| Task instructions |
Return the listing below word for word.

BEGIN Supplied data

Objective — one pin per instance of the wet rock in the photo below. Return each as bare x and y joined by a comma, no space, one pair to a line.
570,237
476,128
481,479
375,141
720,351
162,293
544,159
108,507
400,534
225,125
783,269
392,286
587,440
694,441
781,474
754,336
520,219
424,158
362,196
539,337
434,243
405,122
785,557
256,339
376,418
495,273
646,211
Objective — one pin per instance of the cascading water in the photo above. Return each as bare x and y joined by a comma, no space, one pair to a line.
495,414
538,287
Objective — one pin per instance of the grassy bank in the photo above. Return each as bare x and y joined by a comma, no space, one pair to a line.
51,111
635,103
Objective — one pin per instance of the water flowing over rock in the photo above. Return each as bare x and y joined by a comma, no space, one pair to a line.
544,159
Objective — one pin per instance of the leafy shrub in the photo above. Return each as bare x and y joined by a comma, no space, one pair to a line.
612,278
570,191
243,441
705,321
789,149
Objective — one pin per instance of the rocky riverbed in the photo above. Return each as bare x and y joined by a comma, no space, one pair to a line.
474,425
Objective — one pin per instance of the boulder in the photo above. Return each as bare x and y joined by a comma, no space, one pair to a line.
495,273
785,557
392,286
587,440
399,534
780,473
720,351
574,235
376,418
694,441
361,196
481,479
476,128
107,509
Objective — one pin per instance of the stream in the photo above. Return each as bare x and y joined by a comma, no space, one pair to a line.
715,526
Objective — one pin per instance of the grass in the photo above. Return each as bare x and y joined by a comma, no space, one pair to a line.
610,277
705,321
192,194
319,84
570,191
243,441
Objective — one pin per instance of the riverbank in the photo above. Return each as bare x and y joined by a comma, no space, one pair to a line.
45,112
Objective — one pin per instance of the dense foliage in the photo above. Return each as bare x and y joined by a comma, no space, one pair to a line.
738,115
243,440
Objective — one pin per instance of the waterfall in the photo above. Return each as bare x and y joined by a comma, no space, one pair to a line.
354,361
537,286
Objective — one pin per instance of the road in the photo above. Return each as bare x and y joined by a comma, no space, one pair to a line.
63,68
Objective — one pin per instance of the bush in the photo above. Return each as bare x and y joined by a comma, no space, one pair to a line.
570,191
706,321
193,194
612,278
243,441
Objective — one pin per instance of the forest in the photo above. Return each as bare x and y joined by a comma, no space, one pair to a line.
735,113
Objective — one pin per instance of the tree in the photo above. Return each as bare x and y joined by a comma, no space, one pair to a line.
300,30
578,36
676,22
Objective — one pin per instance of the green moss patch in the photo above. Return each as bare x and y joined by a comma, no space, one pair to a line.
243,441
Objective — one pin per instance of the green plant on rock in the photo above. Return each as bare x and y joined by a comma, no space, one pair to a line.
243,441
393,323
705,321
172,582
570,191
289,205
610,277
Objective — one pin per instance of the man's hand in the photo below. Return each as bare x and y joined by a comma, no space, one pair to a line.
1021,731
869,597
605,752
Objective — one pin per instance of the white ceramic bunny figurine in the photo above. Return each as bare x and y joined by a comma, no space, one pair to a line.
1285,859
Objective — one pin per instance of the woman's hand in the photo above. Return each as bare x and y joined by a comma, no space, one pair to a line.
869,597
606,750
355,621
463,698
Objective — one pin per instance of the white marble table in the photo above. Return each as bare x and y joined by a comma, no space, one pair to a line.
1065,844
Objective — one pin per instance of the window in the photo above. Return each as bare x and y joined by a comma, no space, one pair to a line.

END Supplied data

| Expected answer |
Objective — one pin per instance of the wet rock in the photo below. Return each as bare x and y joined by a comma, no space, one pair to a line.
570,237
476,128
481,479
375,141
720,351
162,293
544,159
108,507
400,534
225,125
783,269
392,286
587,440
694,441
781,474
754,336
520,219
424,158
362,196
539,337
434,243
405,122
785,557
256,339
376,418
495,273
646,211
Objective — one pin per instance of the cascading water in the photo above. Return each as bare x and y joined by a comma, no space, one pair to a line.
495,414
538,287
Objective — one pin per instance of the grassy bank in the photo above. Return each as bare x and y joined by a comma, no space, one pair to a line.
51,111
635,103
Objective — one pin per instance of the water flowing over rock in the photo above. Return each as bare x and y joined by a comma, no space, one pair to a line.
544,159
Objective — one pin per instance of the leafy shrub in the photo above. Return each as bare x and y joined by a comma, no space, one pair to a line.
612,278
570,191
243,441
705,321
789,149
Objective — one pin per instance of the rocky riverbed in the photo above. Return each as bare x and y joined by a comma, no space, one pair to a line.
474,425
Objective — one pin per instance of the boulder in the photo above. Return each as bare x and y joined by a comma, no space, one pair to a line.
495,273
785,557
392,286
587,440
399,534
780,473
720,351
574,235
376,418
694,441
361,196
481,479
476,128
107,509
Objective — one pin per instance of the stream in the photo above. Return each as bare x and y joined by a comma, no space, one pair to a line.
715,526
Objective — one pin per instance of the grass in the photo above. Return each as bare x and y joined by a comma, no space, one pair to a line.
610,277
705,321
192,194
319,84
570,191
243,441
Objective — one pin per instance of the riverbank in the photo above. Return each as bare x and y joined by a comma, no space, one pair to a line.
45,112
Objective — one pin per instance of the dense foliage in the photo above. Return each as bare x and y joined by a comma, no space, one pair to a line.
738,115
243,440
Objective — one pin per instance of the waterfall in the photo above. Return each as bare x and y joined by a comma, no space, one pair to a line.
354,361
537,286
Objective — one pin per instance of the road in the photo above. Return each as bare x and y joined by a comma, no space, one pair to a line.
63,68
Objective — one pin per instance of the bush in the photo above. Return each as bare x and y joined by a comma, no space, one pair to a line.
570,191
706,321
193,194
612,278
243,441
Objective — one pin per instance of the forest in the photo above. Return each as bare x and y joined by a comma, no space, one pair to a line.
735,113
Objective — one pin per instance of the tree in the photo above. Return each as bare x and y joined by a comma, no space, one pair to a line.
300,30
578,36
676,22
Objective — one pin per instance of the green moss patch in the photo above. Return each as bare x and y joined by a comma, no space, one pair to a line.
243,441
Objective — one pin per instance of the green plant on rock in the photo above. Return each as bare x and y joined by a comma, no space, one pair to a line.
243,441
393,323
705,321
172,582
570,191
289,205
610,277
Objective — one pin per instance of the man's hand in the photo below. Return each as bare x and y joined by a comma, no space, one pair to a line.
1021,731
869,597
605,752
Objective — one pin per instance of the white ceramic bunny figurine in the photo above. Return each as bare x and y joined by a comma, no space, one pair to a line.
1285,859
Objective — one pin per instance of the woman's hand in the photo above. Return each as bare x and y joined by a comma, no space, one pair to a line.
869,597
606,750
355,621
463,698
Objective — one pin per instance of the white marble table in the photo above. Return each as bare x and y joined by a comma, no space, one pair to a line.
1065,844
Objective — one pin per instance of the window in the photo above. Return each as bare x and y joined by a comma, no space, one pair to a line.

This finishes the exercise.